++++ DATA FOR ANALYSIS ++++
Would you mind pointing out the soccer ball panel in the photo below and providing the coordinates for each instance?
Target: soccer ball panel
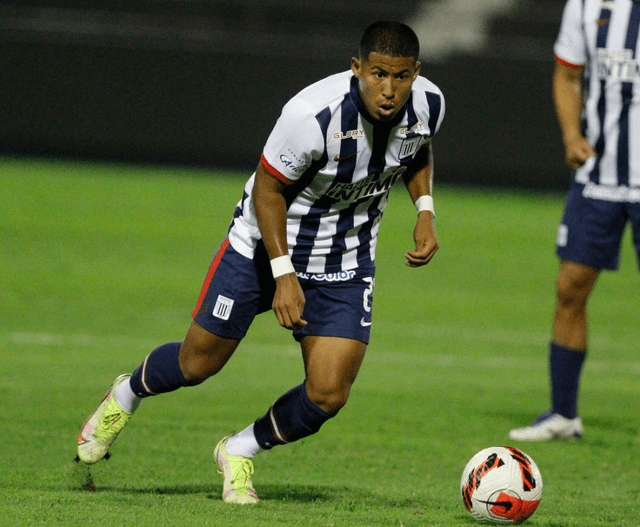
(501, 485)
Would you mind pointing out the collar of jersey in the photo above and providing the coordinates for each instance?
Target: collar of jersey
(354, 95)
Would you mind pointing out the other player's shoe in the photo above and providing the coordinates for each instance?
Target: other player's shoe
(237, 470)
(549, 426)
(102, 427)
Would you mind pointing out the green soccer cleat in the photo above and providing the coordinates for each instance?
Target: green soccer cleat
(237, 470)
(102, 427)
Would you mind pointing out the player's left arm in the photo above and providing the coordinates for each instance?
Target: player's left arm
(419, 182)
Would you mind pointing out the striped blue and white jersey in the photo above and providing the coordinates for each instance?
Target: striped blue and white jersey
(603, 36)
(339, 165)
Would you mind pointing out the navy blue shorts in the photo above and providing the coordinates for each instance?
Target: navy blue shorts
++++
TASK REQUIREMENTS: With the images removed, give back every entry exactly as shown.

ANSWER SECTION:
Would you mind pointing out the soccer ball panel in the photo below and providing the coordinates for each instance?
Target: soccer ball panel
(501, 485)
Would you mind pointing out the collar of jersey in the photo above and providing the coordinates for each instance?
Target: collar of jersey
(354, 95)
Would you mind pointing out the other player's shoe in the photo above and providing the coordinates for each instance?
Target: other player's shoe
(237, 470)
(549, 426)
(102, 427)
Would you mind pointing out the green soccer cleat in the photo above and providing the coordinates for each instance?
Target: green soccer cleat
(237, 470)
(102, 427)
Would you mind pointing out the player's left arm in the photo above and providing the coordinates for each instance?
Target: player's left arm
(419, 182)
Would you mind pointing out the striped blue and white jersey in the photo above and providing the coordinates for each instance?
Target: striped blue and white jersey
(603, 36)
(339, 165)
Would you mind pointing out the navy blue shorts in the photo above and providing the coordinates for each instance?
Target: navy blue shorts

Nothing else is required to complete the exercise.